> **Request**
Count how many lines in the rows below contain the string "sedan", treating uppercase and lowercase as distinct. Reply with the number alone.

> **Records for this exercise**

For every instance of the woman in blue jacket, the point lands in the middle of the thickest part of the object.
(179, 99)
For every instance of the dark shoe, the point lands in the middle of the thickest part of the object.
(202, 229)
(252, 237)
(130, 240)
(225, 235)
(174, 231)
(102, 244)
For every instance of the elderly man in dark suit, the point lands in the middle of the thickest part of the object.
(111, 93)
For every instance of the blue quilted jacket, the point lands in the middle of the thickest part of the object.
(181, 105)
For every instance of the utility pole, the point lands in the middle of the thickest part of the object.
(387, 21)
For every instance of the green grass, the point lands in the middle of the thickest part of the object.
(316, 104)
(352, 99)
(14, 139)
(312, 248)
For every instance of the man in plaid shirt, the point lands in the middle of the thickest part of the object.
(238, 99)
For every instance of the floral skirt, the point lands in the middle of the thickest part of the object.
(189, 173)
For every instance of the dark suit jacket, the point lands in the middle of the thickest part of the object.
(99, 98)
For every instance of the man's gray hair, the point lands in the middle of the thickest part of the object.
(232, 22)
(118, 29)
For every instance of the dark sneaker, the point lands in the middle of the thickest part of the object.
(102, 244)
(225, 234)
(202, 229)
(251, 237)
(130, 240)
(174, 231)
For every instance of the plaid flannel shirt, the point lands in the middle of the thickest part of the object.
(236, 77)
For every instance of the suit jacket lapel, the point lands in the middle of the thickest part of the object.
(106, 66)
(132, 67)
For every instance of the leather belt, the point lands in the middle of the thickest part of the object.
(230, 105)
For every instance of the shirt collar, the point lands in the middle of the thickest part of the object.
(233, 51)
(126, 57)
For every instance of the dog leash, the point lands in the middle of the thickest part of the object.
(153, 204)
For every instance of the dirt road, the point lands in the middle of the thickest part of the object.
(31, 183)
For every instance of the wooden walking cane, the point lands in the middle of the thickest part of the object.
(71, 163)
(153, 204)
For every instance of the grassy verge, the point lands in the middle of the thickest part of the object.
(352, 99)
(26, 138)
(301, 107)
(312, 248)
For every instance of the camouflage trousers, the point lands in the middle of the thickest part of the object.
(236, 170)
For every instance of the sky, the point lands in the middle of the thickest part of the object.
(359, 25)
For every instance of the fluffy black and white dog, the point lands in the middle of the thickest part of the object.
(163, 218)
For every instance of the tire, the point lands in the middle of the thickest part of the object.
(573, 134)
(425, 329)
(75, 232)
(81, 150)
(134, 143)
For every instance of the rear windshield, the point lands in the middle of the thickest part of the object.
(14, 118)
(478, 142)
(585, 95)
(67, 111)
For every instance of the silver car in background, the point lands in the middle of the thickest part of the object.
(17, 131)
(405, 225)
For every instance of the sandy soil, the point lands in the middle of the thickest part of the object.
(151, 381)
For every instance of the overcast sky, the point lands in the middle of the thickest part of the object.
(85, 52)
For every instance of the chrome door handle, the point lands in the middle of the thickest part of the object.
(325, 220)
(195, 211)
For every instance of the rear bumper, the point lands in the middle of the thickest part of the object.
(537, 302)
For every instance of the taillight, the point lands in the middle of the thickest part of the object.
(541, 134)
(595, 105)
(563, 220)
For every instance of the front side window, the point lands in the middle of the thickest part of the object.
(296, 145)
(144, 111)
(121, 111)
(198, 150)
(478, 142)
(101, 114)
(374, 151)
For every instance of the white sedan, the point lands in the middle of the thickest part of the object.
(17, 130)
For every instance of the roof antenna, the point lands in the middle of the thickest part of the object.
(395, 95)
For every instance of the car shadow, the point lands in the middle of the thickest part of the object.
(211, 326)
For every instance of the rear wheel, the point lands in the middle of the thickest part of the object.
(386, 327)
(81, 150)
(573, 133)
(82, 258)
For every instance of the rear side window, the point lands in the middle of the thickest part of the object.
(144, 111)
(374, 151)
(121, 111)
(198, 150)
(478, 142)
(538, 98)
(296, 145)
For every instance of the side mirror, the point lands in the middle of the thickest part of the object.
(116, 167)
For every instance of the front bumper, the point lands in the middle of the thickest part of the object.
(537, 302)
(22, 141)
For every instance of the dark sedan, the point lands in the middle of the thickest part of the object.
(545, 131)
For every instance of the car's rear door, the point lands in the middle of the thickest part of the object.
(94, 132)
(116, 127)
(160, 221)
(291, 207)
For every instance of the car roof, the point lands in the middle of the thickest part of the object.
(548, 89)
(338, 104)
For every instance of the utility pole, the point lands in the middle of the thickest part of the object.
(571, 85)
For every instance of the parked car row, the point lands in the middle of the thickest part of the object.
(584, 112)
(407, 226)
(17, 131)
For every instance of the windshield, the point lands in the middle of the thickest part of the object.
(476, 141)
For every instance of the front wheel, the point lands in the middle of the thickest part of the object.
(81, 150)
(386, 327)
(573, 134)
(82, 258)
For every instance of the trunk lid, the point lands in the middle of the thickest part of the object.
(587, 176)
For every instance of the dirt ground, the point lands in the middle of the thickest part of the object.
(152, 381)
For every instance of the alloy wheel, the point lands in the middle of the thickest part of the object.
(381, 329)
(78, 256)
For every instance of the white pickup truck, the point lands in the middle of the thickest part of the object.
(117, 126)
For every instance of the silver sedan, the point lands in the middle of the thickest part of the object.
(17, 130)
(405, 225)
==
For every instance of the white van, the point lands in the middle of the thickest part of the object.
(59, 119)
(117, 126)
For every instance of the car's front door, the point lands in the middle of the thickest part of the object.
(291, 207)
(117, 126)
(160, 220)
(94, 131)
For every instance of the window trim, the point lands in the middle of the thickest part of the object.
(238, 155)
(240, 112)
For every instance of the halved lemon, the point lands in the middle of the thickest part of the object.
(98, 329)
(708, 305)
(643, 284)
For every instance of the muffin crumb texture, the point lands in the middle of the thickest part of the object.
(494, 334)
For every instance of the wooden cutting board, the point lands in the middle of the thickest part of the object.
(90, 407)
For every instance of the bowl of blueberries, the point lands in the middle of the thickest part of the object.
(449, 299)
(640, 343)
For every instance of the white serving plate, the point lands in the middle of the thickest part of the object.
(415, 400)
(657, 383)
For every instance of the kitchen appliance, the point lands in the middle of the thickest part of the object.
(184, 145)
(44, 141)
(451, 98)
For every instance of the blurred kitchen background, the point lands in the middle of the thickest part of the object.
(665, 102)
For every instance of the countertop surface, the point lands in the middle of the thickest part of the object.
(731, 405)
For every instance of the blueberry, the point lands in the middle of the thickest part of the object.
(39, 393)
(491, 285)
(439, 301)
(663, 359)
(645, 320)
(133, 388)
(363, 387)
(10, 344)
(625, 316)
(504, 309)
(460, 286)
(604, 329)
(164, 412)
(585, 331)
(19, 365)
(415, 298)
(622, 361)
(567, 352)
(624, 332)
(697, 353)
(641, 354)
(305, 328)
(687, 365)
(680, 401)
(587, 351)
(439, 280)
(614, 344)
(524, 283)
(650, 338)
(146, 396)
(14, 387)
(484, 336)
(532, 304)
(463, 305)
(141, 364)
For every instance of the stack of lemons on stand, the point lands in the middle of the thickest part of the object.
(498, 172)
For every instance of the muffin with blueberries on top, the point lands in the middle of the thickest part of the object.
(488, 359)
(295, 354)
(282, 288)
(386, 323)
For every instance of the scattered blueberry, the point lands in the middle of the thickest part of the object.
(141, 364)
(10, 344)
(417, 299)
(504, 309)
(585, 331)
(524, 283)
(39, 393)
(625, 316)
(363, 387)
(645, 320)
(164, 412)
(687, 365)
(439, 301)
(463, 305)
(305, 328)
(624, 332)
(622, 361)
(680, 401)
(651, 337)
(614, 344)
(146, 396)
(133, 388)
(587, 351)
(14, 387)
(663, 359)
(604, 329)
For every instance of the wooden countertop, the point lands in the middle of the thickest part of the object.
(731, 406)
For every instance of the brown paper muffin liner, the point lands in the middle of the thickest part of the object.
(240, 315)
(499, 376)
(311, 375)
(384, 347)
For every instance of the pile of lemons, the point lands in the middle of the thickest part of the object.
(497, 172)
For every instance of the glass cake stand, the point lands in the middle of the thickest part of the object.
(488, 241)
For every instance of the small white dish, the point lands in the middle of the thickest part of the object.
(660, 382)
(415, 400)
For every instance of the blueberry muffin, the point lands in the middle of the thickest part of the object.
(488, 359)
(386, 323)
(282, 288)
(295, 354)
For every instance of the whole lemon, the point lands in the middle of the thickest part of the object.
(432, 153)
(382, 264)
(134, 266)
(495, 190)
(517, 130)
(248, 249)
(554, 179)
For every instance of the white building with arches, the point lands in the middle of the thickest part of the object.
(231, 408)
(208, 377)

> **Reply**
3